(Pointing dataset excerpts)
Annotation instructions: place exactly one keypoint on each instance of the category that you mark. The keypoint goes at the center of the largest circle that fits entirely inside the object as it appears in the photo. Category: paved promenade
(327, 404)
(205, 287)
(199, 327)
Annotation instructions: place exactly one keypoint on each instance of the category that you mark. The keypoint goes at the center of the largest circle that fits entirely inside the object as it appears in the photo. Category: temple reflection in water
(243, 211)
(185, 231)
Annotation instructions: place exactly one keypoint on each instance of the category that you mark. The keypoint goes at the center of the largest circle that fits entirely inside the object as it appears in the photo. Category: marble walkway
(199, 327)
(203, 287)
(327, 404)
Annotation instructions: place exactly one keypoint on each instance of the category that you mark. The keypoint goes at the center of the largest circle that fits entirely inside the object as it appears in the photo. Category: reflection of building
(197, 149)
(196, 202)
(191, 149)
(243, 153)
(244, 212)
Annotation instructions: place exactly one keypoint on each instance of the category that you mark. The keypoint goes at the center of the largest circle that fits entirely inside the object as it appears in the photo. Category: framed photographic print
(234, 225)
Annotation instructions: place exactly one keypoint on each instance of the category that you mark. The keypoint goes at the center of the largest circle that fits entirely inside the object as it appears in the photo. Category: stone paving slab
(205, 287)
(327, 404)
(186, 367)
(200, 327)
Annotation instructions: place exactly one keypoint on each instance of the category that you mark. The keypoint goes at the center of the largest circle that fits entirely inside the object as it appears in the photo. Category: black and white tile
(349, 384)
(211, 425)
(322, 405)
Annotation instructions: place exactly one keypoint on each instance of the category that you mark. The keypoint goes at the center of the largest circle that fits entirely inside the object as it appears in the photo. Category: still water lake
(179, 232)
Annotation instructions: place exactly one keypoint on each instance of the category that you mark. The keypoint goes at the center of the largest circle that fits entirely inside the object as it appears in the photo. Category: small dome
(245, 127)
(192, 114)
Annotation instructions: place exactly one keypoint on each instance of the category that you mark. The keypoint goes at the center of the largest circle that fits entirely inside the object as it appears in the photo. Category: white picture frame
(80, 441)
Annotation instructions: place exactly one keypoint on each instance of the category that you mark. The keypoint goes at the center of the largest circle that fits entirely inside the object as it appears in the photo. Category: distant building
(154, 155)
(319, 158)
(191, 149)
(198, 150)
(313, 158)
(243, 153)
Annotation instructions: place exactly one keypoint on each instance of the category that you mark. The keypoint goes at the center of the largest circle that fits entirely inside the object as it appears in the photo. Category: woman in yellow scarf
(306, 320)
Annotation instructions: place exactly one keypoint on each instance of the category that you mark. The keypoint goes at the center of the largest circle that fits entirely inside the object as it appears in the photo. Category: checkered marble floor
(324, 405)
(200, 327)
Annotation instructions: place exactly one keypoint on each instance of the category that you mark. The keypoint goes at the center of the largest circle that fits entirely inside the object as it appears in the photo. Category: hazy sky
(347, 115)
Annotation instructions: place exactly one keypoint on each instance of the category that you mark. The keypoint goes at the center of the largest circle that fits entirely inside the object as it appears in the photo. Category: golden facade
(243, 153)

### WHAT YOU HAVE TO DO
Copy out the stretch from the line containing "in yellow scarf" through the last line, both ends included, with the requests unchanged and every coordinate in the answers scaled by 0.75 and rounded to whole numbers, halves rounding up.

### FINISHED ANSWER
Annotation instructions: place exactly one keypoint on each instance of the category that you mark. The keypoint goes at the center of the largest circle that fits entirely inside the object as it appears in the photo. Category: woman in yellow scarf
(230, 240)
Annotation instructions: place exactly one keypoint on each instance of the category that you mark. The keypoint goes at the center of the largest circle that fits entirely inside the object as it appears in the photo. Category: checkered marble floor
(243, 304)
(150, 245)
Annotation instructions: place exactly one keypoint on each instance of the category that you mark. The keypoint goes at the center of the largest circle that fits entirely inside the object as it appears in the photo. Category: hazy sky
(260, 86)
Annotation instructions: place exactly one keypoint on each instance of the category that you mark. The keypoint goes at the center of the largest circle that fits entirely inside the object as it appears in the photo. Category: golden facade
(182, 115)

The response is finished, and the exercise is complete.